代替医療もしくは補完医療という表現はしばしば聞いたが、語源やニュアンスの違いまでは思い至らなかった。現代医療の代わりをするものが代替医療で、現代医療の不足を補うのが補完医療くらいの認識しかなく、結局いずれも同じことではないかと考えていた。調べていくうちに、この両者を結合させた代替補完医療学会の存在を知る。

   日本補完代替医療学会では、[現代西洋医学領域において、科学的
   未検証および臨床未応用の医学・医療体系の総称]と定義しています。
   アメリカでは、alternative medicine(代替医学)またはalternative and
   complementary medicine(代替・補完医学)という言葉が使われています。
   また、ヨーロッパでは、complementary medicine (補完医学)という言葉が
   好んで使われることが多い様です。しかし、なかには現代西洋医学と同等
   かあるいはそれを凌駕する医療が存在する以上、当学会はalternative
   medicine(代替医学)という用語を用いることとしました。いずれにせよ、
   通常の医学校では講義されていない医学分野で、通常の病院では実践し
   ていない医学・医療のことです。

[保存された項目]
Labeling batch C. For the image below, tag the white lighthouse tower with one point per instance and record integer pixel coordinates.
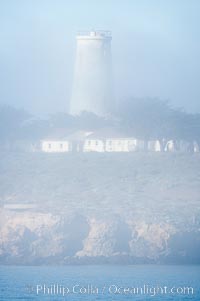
(92, 86)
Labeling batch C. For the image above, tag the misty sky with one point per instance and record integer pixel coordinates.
(155, 50)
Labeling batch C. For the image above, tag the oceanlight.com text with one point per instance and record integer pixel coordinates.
(111, 289)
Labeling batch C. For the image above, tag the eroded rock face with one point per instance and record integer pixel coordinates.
(36, 237)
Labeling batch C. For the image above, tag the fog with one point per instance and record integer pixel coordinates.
(155, 50)
(118, 188)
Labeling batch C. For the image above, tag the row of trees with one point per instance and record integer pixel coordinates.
(145, 119)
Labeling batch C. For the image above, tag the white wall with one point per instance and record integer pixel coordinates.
(50, 146)
(94, 145)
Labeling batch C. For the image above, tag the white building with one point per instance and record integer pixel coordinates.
(55, 146)
(92, 84)
(108, 140)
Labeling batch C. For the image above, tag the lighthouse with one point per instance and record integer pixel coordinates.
(92, 89)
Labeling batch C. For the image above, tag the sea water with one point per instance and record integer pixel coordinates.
(102, 282)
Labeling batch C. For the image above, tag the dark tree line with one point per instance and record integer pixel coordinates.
(150, 119)
(146, 119)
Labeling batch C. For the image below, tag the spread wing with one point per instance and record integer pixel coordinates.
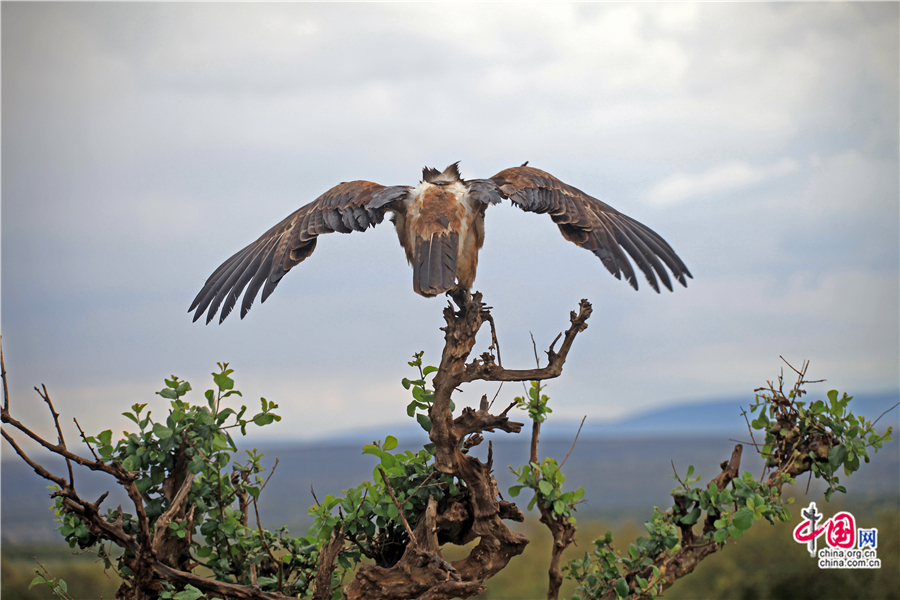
(352, 206)
(594, 225)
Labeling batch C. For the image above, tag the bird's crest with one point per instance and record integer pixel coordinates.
(449, 175)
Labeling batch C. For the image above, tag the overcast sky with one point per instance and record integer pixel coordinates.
(143, 144)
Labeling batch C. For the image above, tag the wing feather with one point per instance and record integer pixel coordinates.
(594, 225)
(262, 264)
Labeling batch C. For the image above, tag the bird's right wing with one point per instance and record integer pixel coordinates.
(351, 206)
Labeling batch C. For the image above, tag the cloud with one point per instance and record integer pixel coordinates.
(725, 177)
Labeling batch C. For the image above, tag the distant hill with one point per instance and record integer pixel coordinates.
(624, 466)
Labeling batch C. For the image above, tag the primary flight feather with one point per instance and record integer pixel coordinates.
(440, 224)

> **課題内容**:
代替医療についての文章によると、ヨーロッパで好んで使われることが多いのはどの言葉ですか。 ここに並ぶ行の内容は、解答には使いません。

> **解答例**:
complementary medicine(補完医学)という言葉です。